====== Data extract ======

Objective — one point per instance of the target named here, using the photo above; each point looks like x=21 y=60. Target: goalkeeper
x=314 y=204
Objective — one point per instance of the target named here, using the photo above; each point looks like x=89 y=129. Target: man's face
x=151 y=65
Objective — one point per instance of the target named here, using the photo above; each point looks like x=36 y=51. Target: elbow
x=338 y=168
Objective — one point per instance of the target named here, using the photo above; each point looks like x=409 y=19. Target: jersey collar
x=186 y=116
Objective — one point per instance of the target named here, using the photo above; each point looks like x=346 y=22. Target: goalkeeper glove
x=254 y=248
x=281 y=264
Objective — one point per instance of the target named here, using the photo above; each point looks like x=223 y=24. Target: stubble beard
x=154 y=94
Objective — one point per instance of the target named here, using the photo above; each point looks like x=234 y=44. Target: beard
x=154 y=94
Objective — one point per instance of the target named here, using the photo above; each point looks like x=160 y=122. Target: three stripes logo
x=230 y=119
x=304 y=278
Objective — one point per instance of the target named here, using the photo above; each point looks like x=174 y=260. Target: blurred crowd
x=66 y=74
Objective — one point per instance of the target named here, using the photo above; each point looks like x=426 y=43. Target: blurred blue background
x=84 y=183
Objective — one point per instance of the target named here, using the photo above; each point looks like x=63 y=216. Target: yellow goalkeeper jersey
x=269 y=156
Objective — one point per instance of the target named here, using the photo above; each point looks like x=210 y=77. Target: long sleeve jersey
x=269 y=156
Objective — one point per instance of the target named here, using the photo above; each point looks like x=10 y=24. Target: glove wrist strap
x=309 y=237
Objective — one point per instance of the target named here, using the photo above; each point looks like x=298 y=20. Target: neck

======

(Your task) Can you turn every line of the records above into a numbered list, leaving out any blank lines?

(Expected answer)
1. Objective — one point per instance of the target named here, using the photo above; each point looks like x=21 y=60. Target: goalkeeper
2. x=314 y=204
3. Objective — one point per instance of the target named here, using the photo above; each point looks like x=89 y=129. Target: man's face
4. x=151 y=65
5. Objective — one point per instance of the target named here, using the photo above; each point looks like x=36 y=51. Target: elbow
6. x=338 y=168
7. Objective — one point per instance of the target named here, using the photo above; each point looks like x=409 y=19. Target: jersey collar
8. x=186 y=116
9. Objective — one point per instance of the target named here, using the photo above; each point looks like x=346 y=22. Target: goalkeeper glove
10. x=254 y=248
11. x=281 y=264
12. Objective — one point per instance of the target named here, using the photo above; each point looks like x=223 y=24. Target: stubble beard
13. x=154 y=94
14. Objective — one point per instance of the target named here, using the photo above; each point looks like x=234 y=44. Target: beard
15. x=154 y=94
16. Objective — one point per instance of the target named here, using the photo above; each point looks like x=160 y=122. Target: three stripes logo
17. x=230 y=119
18. x=304 y=278
19. Objective — one point per instance of the target named here, using the photo above; each point looks like x=174 y=260. Target: blurred crowd
20. x=66 y=74
21. Objective — one point per instance of the target named here, using the photo above; each point looks like x=426 y=43. Target: blurred blue background
22. x=84 y=183
23. Objective — one point per instance of the target named here, using the photo above; each point looks like x=63 y=216. Target: yellow goalkeeper jersey
24. x=269 y=156
25. Objective — one point per instance of the target named here, using the photo above; each point looks like x=210 y=77. Target: long sleeve jersey
26. x=269 y=156
27. Objective — one point per instance of the target named here, using the photo above; each point looks like x=10 y=24. Target: glove wrist strap
28. x=309 y=237
29. Objective — one point per instance of the target named here, using the photo above; each point looks like x=298 y=20. Target: neck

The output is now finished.